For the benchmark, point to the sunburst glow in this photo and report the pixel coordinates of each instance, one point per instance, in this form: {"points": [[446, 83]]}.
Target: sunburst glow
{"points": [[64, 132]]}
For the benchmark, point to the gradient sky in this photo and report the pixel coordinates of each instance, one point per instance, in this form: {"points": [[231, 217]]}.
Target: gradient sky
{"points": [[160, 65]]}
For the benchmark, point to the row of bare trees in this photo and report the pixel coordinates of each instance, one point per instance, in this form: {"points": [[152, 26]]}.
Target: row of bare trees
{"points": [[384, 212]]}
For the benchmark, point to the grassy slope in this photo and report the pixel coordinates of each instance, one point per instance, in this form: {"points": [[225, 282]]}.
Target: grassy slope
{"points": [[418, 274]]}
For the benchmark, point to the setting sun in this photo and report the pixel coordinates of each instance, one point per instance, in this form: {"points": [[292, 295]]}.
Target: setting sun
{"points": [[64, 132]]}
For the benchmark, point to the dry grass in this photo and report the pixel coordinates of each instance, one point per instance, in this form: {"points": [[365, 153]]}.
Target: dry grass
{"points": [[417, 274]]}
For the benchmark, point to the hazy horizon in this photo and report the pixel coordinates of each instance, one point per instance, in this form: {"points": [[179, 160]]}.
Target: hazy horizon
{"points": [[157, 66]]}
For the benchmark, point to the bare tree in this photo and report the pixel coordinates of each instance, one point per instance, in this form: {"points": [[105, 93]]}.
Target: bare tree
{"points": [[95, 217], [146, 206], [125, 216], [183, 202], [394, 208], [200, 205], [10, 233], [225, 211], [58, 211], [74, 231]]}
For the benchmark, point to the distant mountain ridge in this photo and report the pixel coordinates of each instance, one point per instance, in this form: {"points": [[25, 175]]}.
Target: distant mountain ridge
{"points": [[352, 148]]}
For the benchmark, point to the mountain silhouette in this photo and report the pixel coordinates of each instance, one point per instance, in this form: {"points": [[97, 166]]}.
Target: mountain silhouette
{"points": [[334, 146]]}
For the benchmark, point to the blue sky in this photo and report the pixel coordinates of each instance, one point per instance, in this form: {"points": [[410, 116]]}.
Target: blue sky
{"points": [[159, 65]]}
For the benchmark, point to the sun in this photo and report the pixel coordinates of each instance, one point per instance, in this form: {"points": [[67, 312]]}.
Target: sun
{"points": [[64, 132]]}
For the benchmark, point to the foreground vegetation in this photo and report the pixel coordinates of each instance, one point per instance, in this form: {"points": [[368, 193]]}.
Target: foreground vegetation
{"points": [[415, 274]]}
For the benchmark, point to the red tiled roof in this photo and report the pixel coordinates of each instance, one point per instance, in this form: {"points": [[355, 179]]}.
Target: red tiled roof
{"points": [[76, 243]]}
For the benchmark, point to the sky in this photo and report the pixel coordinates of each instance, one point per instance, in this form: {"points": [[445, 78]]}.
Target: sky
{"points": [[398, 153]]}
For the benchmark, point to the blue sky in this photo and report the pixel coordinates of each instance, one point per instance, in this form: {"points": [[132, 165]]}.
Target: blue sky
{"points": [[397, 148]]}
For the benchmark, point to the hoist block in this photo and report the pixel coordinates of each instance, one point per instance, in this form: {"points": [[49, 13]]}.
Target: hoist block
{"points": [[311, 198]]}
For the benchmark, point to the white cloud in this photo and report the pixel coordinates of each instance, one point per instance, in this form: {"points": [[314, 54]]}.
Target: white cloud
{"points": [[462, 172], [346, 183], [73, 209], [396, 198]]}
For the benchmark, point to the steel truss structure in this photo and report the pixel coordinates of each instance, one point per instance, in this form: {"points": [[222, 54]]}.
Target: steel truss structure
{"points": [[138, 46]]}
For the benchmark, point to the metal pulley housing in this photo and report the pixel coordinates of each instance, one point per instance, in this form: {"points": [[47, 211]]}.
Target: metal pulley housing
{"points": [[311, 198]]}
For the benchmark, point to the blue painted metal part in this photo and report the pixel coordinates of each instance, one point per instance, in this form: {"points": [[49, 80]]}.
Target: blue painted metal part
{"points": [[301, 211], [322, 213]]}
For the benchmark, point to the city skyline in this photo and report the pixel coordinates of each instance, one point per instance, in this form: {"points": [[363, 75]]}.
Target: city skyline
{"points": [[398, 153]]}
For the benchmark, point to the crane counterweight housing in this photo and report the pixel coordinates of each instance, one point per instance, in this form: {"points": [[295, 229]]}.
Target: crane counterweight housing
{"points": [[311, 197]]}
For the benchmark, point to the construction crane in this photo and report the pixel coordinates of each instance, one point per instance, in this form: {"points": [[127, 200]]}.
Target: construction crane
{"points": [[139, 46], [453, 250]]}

....

## [Exercise task]
Reproduce the data above, changing each occurrence of "For the benchmark" to "For the evaluation" and leaving every other character untouched.

## [Task result]
For the evaluation, point to the sunburst glow in this photo and report the pixel coordinates of each instance, one point per instance, in this form: {"points": [[446, 83]]}.
Target: sunburst glow
{"points": [[64, 132]]}
For the evaluation, point to the gradient sky in this photo and report the pixel coordinates of each instance, one point per instance, in this form: {"points": [[231, 217]]}.
Target: gradient sky
{"points": [[160, 65]]}
For the evaluation, point to the row of bare trees in this photo and report the pixel coordinates of each instance, one point per instance, in this form: {"points": [[152, 26]]}.
Target: row of bare trees
{"points": [[384, 212]]}
For the evaluation, point to the grassy slope in this photo and report the pixel coordinates of each instance, one point per instance, in this form: {"points": [[225, 282]]}.
Target: grassy slope
{"points": [[418, 274]]}
For the evaluation, point to the setting sun in this photo and report the pixel coordinates of each instance, one point per instance, in this form: {"points": [[292, 295]]}.
Target: setting sun
{"points": [[64, 132]]}
For the evaluation, point to the dry grass in this photo and report the pixel coordinates of each instance, one point per instance, in this form: {"points": [[365, 153]]}.
Target: dry grass
{"points": [[417, 274]]}
For the evaluation, point to the hazy horizon in this photo and report the pixel coordinates of each instance, one point per instance, in this form: {"points": [[179, 160]]}.
Target: hazy horizon
{"points": [[157, 66]]}
For the evaluation, point to the bare tree in this photo and report the pixel coordinates of each instance, one point per instance, in this form: {"points": [[105, 93]]}.
Target: bare tree
{"points": [[95, 217], [146, 206], [125, 216], [183, 202], [394, 208], [200, 205], [10, 233], [225, 211], [58, 211], [74, 231]]}
For the evaluation, point to the distant mountain ridge in this photo and report the pixel coordinates of each instance, one point per instance, in this form: {"points": [[25, 175]]}.
Target: distant mountain ridge
{"points": [[352, 148]]}
For the evaluation, point to the mountain silhouette in this photo and report the pixel coordinates of each instance, one point per instance, in this form: {"points": [[97, 166]]}.
Target: mountain silhouette
{"points": [[334, 146]]}
For the evaluation, point to the blue sky in this photo and report the pixel coordinates of each instance, one point per instance, in this form: {"points": [[410, 116]]}.
Target: blue sky
{"points": [[159, 65]]}
For the evaluation, point to the sun in this photo and report the pixel coordinates of each instance, one point per instance, in this form: {"points": [[67, 312]]}.
Target: sun
{"points": [[64, 132]]}
For the evaluation, point to the foreground vegetation in this photo and report the pixel coordinates of each instance, one point per instance, in this form: {"points": [[368, 193]]}.
Target: foreground vegetation
{"points": [[415, 274]]}
For the evaluation, point to the red tiled roof in this photo and report the pixel coordinates of each instance, one point per instance, in this form: {"points": [[355, 179]]}.
Target: red tiled roof
{"points": [[76, 243]]}
For the evaluation, point to the sky in this photo and report the pixel coordinates of each instance, one point per instance, in this form: {"points": [[445, 78]]}.
Target: sky
{"points": [[398, 153]]}
For the evaluation, point to the blue sky in this photo and report the pixel coordinates of each instance, one point per instance, in this form: {"points": [[132, 165]]}.
Target: blue sky
{"points": [[397, 148]]}
For the evaluation, point to the hoist block in this photo and report the pixel coordinates of each instance, one point per instance, in this form: {"points": [[49, 13]]}.
Target: hoist block
{"points": [[311, 198]]}
For the evaluation, point to the white cloud in this photo and report the pixel coordinates of each instance, one point per instance, in this form: {"points": [[314, 54]]}.
Target: white cloud
{"points": [[462, 172], [346, 183], [73, 209], [396, 198]]}
For the evaluation, point to the steel truss structure in this photo and report the pixel coordinates of each instance, one point per instance, in this form: {"points": [[222, 54]]}.
Target: steel truss structure
{"points": [[138, 46]]}
For the evaluation, point to the metal pulley housing in this photo and report the pixel coordinates of each instance, one point per instance, in this form: {"points": [[47, 211]]}.
Target: metal pulley housing
{"points": [[311, 198]]}
For the evaluation, point to the blue painted metal part in this photo and report the pixel coordinates of each instance, one point per instance, in this form: {"points": [[49, 80]]}.
Target: blue painted metal part
{"points": [[301, 211], [322, 213]]}
For the evaluation, point to the city skyline in this photo and report the pixel coordinates of each instance, one point per instance, in this form: {"points": [[363, 75]]}.
Target: city skyline
{"points": [[398, 153]]}
For the evaluation, point to the crane counterweight housing in this photo and report the pixel coordinates of each instance, one point per instance, in this form: {"points": [[295, 229]]}.
Target: crane counterweight housing
{"points": [[311, 197]]}
For the evaluation, point to the construction crane in this photo and report the pixel coordinates of each instance, one point per instance, in this form: {"points": [[127, 200]]}.
Target: construction crane
{"points": [[139, 46], [453, 250]]}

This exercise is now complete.